Also, as it ages it takes on a warm glow...
hope this helps on your decision to go lighter. 

This is it straight ahead the reflection in the mirror makes the room appear bigger.

The light streak across the center is a reflection from the light.


----------



## Two Knots (Nov 12, 2011)

This is what it looks like from the left side...

Hope this helps, 
Joann


----------



## charles3526 (Oct 15, 2015)

very nice im going check out hd this weekend

Sent from my SM-G900V using Tapatalk


----------



## ryansdiydad (Aug 16, 2015)

Hey.. im old and tired.. so haven't read to see if anyone else suggested this sand I know every HD or Lowes could be different but I've checked both for good T&G and found it to be crap.. Warped as all hell.. Damaged... crap..

Do you have a legit lumberyard near you? I would check with them... They may both have longer lengths for you and be able to cut them down to the exact size you want for a few extra bucks..


----------



## Two Knots (Nov 12, 2011)

I'm not sure if you decided on tongue and groove or not.
Our bathroom is 8 ft long, so we were able to do full lengths
without buying up the lengths. 

You'll most likely have to but them. I suggest you run the saw down the 
ends making your own tongue and groove, and of course nailing it in
the toungue. Install it like you would install a floor, I mean random
lengths. I hope this is clear. 

Joann,


----------



## Two Knots (Nov 12, 2011)

I meant to say piecing up the lengths, not buying up the lengths.


----------
--------------------------------
**Goal 1**
After reading the tongue-and-groove thread above, pick out every line of the listing below that contains the string "wall", and copy each one.

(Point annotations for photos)
--------------------------------
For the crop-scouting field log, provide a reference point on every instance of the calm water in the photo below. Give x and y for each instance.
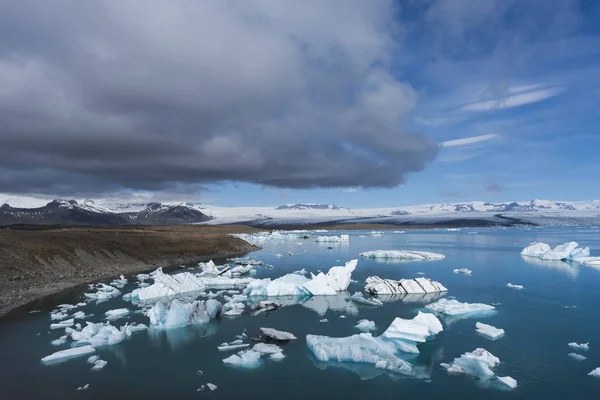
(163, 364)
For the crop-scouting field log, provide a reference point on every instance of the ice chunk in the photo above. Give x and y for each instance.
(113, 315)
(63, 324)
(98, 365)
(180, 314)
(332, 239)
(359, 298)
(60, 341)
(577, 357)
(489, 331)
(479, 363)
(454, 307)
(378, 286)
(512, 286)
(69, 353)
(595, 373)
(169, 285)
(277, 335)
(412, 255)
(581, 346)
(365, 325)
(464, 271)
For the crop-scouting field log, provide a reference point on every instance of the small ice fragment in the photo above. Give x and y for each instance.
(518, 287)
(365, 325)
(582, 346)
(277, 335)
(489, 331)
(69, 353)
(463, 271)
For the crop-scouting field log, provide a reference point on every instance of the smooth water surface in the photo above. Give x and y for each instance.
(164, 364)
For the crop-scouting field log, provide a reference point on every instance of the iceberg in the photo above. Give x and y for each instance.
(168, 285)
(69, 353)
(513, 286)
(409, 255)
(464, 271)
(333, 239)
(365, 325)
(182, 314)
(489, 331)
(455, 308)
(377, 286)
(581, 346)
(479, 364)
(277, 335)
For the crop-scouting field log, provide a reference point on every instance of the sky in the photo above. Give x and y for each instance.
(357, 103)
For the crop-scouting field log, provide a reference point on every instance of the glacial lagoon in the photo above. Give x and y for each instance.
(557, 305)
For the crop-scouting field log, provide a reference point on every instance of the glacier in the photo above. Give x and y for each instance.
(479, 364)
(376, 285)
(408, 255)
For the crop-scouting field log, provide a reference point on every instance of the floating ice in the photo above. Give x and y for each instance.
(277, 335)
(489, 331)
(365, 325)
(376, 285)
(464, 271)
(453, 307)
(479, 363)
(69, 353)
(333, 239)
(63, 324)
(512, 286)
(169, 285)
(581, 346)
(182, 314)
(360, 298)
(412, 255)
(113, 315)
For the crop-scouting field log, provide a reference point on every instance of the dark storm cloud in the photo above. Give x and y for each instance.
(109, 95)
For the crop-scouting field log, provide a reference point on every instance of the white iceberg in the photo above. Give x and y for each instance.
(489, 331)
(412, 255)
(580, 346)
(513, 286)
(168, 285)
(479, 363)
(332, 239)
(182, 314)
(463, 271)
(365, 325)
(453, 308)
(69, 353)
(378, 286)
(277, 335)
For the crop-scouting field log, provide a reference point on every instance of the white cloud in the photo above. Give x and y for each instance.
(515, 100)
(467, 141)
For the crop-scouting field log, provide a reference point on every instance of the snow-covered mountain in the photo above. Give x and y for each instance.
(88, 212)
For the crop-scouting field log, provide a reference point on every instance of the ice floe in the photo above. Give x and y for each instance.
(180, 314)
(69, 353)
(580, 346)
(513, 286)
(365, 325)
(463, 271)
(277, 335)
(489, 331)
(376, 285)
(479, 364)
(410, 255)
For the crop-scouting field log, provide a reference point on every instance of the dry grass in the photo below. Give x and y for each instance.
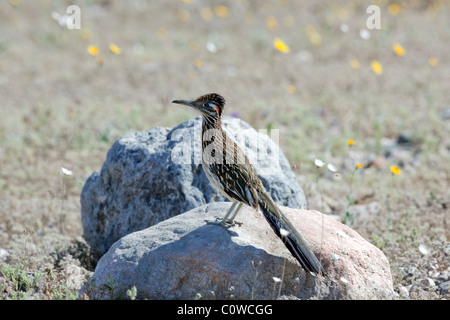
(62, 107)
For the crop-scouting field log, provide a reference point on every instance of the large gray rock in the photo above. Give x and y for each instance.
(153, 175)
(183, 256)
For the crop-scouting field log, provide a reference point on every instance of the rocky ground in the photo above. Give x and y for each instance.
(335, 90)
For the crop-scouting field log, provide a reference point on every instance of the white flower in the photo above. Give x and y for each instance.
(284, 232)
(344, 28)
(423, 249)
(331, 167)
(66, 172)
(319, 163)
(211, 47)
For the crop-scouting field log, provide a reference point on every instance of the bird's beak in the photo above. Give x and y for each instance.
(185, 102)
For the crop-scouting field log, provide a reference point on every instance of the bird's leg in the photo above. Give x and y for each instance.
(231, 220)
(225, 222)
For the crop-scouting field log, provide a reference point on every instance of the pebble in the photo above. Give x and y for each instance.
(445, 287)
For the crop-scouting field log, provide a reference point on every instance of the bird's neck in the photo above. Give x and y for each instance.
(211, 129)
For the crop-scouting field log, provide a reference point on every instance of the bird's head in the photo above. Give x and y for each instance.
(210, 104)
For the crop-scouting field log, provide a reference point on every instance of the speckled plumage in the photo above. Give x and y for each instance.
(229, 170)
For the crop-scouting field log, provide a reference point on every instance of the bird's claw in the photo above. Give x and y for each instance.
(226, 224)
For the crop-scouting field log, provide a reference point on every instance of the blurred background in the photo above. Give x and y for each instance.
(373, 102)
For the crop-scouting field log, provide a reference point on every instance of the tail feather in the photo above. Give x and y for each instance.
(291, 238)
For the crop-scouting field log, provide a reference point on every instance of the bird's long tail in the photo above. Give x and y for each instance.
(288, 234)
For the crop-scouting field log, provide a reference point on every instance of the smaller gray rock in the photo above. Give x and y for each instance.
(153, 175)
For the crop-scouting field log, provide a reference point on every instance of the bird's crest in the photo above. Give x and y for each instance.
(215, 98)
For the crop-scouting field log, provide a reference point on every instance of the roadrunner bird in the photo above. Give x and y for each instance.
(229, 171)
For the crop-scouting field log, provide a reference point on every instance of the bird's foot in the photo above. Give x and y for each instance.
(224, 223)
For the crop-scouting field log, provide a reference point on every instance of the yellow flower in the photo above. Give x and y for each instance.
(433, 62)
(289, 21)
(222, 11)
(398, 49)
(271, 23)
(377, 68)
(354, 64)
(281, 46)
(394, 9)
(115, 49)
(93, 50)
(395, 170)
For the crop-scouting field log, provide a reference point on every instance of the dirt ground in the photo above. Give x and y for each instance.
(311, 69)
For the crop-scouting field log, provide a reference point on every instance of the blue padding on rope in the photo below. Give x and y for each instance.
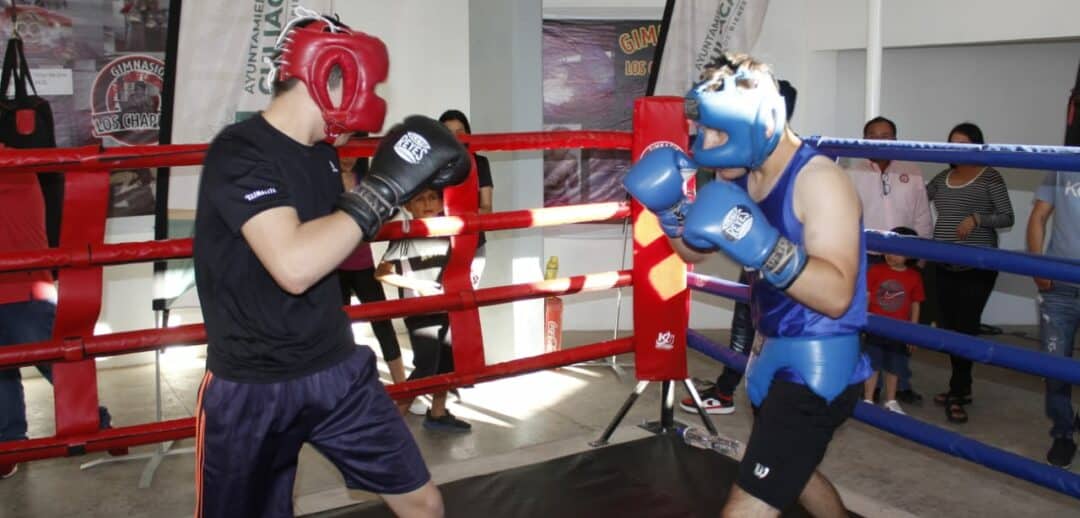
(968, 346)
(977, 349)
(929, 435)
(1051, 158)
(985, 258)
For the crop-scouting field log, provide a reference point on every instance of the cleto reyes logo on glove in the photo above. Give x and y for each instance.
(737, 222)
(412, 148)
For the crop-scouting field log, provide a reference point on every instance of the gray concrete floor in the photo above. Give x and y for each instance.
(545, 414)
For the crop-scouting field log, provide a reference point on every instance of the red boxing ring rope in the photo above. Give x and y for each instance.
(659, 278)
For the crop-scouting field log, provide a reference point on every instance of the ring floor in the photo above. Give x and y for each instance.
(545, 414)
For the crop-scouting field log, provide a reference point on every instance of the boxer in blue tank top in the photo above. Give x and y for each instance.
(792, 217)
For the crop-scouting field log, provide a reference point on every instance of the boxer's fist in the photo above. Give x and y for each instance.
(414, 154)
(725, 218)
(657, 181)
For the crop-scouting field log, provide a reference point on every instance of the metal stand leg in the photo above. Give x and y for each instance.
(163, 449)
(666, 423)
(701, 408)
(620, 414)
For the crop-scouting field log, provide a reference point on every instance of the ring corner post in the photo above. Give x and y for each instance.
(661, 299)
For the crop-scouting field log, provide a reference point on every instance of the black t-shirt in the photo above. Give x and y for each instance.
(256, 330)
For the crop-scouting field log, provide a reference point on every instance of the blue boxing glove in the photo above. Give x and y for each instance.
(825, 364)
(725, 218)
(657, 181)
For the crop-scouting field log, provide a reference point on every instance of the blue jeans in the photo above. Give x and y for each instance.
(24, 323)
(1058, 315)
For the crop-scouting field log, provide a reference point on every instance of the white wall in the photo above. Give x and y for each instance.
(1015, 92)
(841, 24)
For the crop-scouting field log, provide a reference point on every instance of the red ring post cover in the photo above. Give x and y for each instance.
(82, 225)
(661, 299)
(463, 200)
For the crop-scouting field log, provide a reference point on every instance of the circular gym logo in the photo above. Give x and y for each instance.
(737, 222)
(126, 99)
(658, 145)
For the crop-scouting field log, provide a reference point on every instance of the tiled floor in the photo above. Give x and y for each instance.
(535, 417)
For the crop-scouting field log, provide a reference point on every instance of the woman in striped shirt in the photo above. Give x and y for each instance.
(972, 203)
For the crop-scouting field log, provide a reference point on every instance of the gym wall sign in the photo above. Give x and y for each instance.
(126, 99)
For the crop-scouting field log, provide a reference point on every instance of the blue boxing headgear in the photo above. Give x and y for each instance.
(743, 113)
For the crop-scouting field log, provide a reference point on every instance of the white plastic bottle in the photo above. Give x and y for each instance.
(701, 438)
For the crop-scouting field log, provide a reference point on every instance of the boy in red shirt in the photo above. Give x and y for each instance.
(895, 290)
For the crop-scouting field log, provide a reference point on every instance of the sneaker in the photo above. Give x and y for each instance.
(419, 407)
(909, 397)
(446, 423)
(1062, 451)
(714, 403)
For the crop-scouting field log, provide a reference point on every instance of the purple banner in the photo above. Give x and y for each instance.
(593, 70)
--------------------------------
**Goal 2**
Answer these questions on the tongue-and-groove thread:
(a) How long is the bathroom that Two Knots describes?
(b) Where does ryansdiydad suggest checking for the boards?
(c) What phrase did Two Knots mean to write instead of "buying up the lengths"?

**Answer 1**
For the crop-scouting field log, provide a reference point on every instance of the white wall in the photo above. Give x and y for each instance.
For the crop-scouting field log, provide a reference point on every instance of the gym wall sign in the photo above. Give x and y for each instance.

**Answer 2**
(a) 8 ft.
(b) A legit lumberyard nearby.
(c) "piecing up the lengths"